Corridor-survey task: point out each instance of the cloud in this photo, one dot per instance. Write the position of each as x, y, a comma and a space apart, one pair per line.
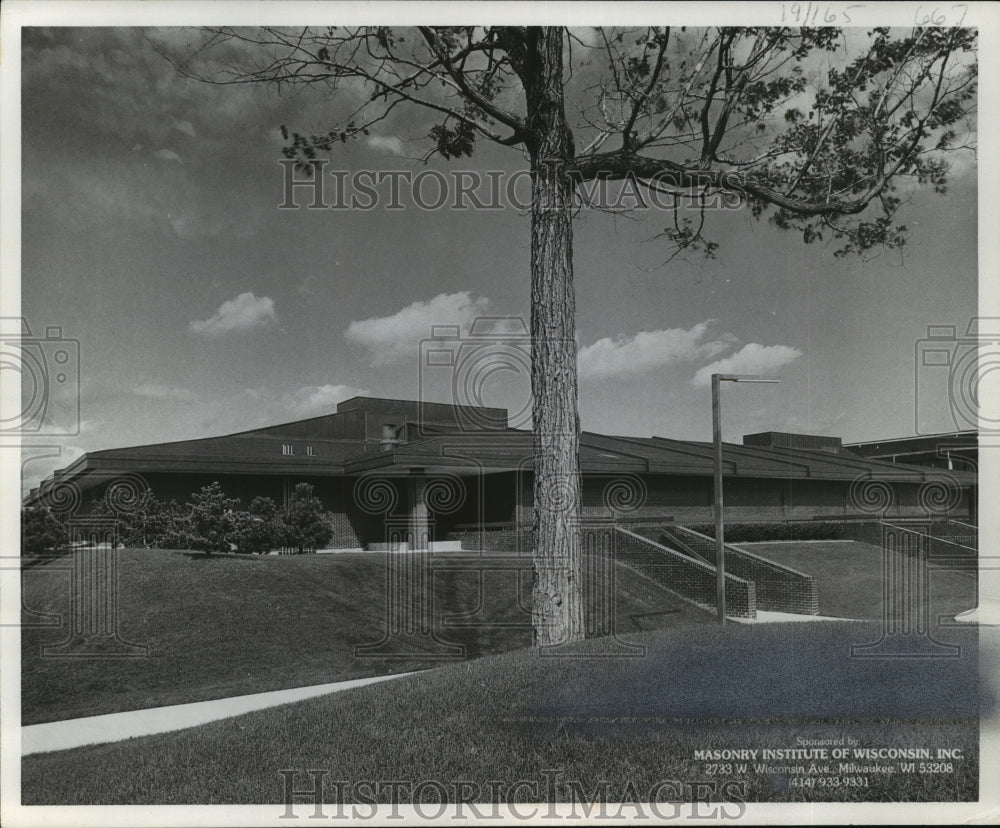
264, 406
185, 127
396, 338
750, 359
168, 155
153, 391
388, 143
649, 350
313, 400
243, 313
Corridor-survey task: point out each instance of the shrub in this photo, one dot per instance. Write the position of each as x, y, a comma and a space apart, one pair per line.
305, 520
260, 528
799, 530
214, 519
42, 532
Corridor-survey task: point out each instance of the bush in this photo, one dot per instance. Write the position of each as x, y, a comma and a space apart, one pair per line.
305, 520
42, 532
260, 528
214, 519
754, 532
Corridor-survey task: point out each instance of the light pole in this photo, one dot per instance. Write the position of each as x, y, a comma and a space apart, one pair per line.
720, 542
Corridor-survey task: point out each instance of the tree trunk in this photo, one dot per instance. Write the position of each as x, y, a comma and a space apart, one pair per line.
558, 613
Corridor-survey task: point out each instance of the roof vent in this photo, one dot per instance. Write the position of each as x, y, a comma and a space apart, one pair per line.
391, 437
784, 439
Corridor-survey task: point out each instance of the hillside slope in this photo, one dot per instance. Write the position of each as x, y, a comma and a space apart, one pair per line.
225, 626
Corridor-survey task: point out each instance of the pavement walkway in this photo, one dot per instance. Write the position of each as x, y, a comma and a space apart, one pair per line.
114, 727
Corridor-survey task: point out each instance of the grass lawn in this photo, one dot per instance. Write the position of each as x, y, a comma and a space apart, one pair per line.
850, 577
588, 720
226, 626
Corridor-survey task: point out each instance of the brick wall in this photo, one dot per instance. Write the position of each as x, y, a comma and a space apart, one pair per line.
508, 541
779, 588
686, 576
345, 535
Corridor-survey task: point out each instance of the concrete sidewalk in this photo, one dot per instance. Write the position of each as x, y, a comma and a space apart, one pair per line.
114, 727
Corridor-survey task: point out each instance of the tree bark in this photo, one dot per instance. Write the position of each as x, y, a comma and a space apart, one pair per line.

...

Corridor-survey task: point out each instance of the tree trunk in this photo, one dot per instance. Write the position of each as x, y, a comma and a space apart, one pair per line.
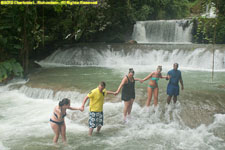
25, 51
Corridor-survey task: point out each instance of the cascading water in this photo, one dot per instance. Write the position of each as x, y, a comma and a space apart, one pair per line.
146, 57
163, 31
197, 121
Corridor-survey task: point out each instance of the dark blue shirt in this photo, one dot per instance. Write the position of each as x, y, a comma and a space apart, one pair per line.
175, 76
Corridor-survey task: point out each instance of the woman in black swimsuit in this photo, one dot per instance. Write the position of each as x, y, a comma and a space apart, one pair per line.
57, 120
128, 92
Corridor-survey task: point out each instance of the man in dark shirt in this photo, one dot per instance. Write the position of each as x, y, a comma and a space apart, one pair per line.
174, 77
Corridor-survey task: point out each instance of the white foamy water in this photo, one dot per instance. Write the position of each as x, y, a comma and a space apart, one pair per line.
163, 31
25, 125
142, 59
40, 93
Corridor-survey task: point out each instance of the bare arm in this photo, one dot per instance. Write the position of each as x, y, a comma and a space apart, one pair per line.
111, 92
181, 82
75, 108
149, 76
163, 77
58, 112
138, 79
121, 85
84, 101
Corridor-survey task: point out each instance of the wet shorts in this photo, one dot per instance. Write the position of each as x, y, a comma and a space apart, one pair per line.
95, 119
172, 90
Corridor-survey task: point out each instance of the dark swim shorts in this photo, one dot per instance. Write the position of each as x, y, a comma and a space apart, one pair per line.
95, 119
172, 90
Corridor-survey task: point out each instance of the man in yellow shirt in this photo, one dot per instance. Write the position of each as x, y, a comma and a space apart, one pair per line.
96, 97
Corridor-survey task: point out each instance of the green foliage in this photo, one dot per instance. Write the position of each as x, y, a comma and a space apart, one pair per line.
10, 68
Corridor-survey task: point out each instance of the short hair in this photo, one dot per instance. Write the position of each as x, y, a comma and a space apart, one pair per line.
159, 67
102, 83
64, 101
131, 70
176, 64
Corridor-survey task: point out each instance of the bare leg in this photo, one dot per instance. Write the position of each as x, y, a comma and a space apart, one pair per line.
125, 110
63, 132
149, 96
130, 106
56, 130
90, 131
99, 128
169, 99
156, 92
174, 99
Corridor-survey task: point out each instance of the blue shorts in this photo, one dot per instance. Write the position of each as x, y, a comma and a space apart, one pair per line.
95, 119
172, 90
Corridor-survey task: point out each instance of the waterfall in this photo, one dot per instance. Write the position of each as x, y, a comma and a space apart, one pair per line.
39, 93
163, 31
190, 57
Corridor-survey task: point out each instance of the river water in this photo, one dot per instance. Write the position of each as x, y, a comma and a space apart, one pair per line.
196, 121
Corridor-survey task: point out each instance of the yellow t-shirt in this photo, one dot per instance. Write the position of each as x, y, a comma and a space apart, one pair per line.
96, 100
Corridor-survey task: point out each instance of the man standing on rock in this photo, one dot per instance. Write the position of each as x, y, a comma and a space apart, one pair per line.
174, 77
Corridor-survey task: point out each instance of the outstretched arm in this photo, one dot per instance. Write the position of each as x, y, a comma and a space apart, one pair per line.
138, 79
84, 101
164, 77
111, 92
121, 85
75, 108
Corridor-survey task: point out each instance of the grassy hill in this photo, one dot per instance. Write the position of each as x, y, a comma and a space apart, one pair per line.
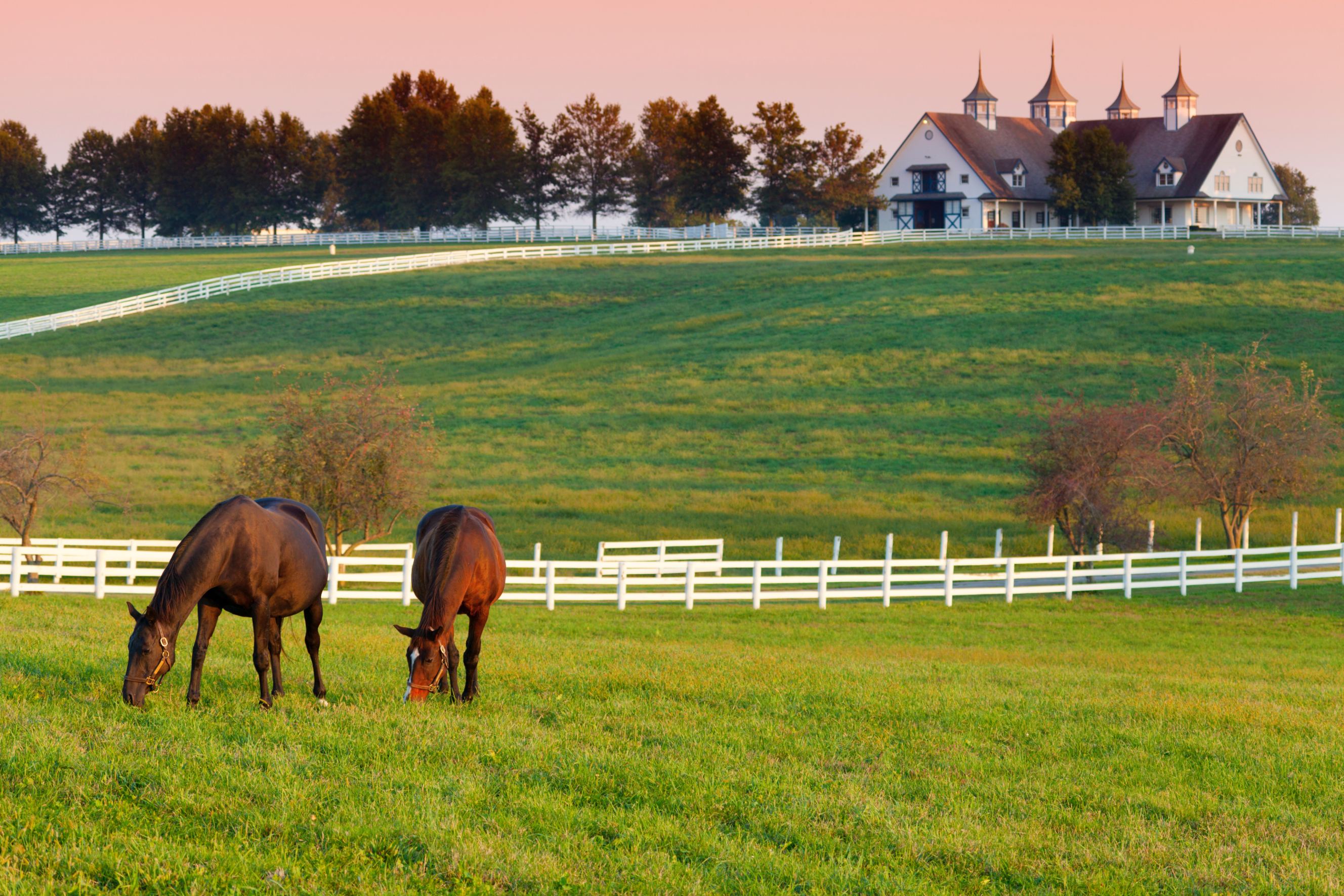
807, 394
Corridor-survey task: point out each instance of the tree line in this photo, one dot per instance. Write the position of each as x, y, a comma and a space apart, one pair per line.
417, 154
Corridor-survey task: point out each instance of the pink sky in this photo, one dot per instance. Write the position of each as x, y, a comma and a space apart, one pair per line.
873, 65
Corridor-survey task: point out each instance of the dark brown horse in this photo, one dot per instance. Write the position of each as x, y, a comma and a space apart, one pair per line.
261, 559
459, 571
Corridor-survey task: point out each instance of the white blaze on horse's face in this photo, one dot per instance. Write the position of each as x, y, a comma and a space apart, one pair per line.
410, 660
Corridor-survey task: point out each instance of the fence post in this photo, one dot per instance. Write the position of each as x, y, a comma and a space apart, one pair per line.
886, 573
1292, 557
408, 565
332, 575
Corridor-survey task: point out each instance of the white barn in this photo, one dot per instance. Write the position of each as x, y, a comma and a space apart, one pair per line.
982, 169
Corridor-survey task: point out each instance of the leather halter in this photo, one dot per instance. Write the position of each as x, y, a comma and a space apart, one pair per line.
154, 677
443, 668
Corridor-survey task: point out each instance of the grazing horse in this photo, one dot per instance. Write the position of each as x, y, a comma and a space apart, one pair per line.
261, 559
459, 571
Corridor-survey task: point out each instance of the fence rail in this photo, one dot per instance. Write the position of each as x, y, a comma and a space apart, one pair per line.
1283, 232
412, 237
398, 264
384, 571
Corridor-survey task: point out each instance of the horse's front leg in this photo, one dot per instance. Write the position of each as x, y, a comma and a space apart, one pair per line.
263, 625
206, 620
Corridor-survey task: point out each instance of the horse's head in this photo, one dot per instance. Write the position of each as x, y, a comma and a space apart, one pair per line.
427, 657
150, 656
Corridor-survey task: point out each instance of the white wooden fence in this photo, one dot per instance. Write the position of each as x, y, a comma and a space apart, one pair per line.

...

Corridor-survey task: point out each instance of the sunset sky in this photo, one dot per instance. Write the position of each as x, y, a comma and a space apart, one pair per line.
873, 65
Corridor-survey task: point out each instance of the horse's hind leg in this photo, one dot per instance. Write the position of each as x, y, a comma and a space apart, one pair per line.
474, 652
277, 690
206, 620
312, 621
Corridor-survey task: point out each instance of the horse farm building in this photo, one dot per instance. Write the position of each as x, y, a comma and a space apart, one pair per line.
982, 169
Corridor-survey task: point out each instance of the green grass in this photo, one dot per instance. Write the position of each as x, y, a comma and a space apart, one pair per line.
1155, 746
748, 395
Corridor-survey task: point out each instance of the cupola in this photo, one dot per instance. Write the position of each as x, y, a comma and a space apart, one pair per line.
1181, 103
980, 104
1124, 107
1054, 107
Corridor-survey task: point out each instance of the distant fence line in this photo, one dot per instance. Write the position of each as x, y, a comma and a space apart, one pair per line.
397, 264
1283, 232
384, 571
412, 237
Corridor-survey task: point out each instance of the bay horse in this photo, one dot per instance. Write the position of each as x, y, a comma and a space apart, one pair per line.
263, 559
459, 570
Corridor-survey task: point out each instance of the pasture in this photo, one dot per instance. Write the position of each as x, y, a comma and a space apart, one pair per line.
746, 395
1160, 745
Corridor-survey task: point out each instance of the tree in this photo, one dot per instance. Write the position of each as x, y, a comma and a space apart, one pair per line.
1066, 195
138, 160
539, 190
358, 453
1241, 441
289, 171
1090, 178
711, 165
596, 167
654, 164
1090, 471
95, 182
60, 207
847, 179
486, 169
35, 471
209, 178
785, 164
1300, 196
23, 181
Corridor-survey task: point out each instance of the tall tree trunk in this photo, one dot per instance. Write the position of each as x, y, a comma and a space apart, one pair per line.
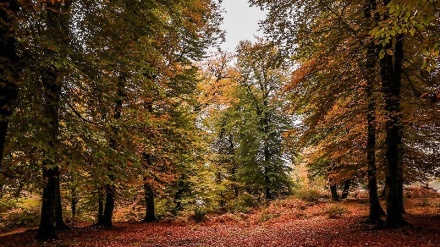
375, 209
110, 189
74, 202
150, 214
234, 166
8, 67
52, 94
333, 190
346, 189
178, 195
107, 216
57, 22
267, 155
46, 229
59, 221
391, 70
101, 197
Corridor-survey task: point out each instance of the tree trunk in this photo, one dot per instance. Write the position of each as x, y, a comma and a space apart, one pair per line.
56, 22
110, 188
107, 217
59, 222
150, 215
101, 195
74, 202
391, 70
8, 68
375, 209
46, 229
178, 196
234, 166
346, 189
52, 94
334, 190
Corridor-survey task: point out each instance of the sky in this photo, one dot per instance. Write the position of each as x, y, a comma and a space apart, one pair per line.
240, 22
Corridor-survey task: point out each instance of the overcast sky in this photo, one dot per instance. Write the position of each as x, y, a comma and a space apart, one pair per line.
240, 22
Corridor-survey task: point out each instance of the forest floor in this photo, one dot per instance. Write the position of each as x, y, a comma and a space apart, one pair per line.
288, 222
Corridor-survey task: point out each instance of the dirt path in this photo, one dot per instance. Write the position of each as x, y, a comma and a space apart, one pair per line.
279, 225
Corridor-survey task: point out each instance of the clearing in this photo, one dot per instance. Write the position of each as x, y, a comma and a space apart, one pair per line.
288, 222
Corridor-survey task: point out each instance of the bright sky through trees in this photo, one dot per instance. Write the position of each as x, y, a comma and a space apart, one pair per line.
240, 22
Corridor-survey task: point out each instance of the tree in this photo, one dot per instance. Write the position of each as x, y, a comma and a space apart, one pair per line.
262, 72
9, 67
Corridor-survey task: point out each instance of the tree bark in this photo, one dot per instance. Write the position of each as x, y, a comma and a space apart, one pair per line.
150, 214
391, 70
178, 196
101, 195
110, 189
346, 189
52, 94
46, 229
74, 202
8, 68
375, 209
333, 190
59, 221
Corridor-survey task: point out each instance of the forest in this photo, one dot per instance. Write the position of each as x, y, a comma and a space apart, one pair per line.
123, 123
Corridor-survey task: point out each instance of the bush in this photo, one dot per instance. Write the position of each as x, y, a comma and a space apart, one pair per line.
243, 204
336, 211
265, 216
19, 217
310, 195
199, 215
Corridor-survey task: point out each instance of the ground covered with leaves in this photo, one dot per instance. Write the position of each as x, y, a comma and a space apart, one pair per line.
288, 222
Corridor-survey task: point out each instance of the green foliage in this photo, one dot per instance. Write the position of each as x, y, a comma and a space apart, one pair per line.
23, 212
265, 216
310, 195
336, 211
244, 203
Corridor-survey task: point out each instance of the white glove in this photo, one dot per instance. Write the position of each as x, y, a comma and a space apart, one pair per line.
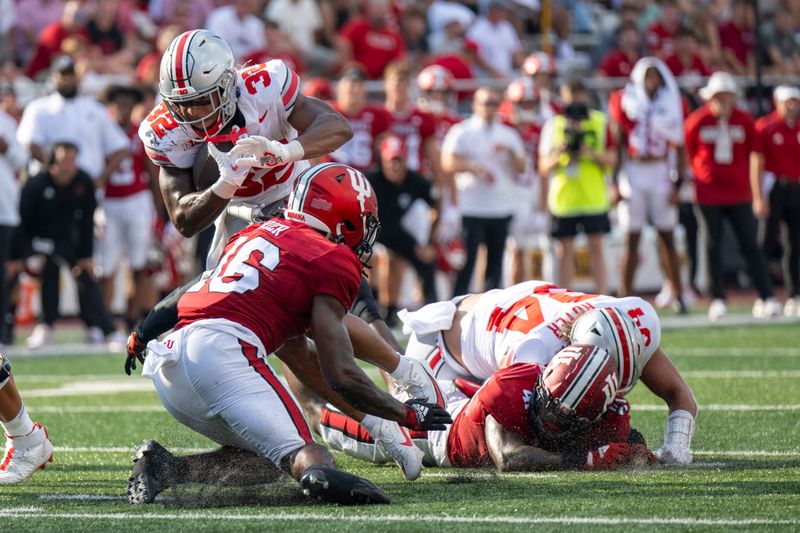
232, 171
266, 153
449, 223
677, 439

» Task prompt
Convert the stretch from the line containing "Corridor-survey task: point out each instance of the fence rail" through the line containing "the white wooden" into a Markdown table with two columns: Number, which counts each line in order, and Line, which holds the line itself. Leave out any blank lines.

» Final result
| Number | Line |
|---|---|
| 1 | Corridor-survey task: point out each instance of the fence rail in this photo, one dot per instance. Write the position of each as x, y, a comma and a space apart, one pair per line. |
| 2 | 1283, 232 |
| 3 | 412, 237 |
| 4 | 398, 264 |
| 5 | 384, 571 |
| 6 | Corridor-survey task: point out each instance of the horse's front leg in this photo, one dot per instance. Write the position of each as x, y, a comma and a space apart, one pair per line. |
| 7 | 263, 625 |
| 8 | 206, 620 |
| 9 | Corridor-survey task: point out each instance of the horse's head in this photo, one dot per instance. Write the position of each as x, y, a comma and a space apart, one pair per line. |
| 10 | 427, 657 |
| 11 | 150, 656 |
| 12 | Corridor-survey task: point out each instance of the white wooden fence in this photo, one dot per instance. Write the position of each as x, y, a comma and a space apart, one pair per line. |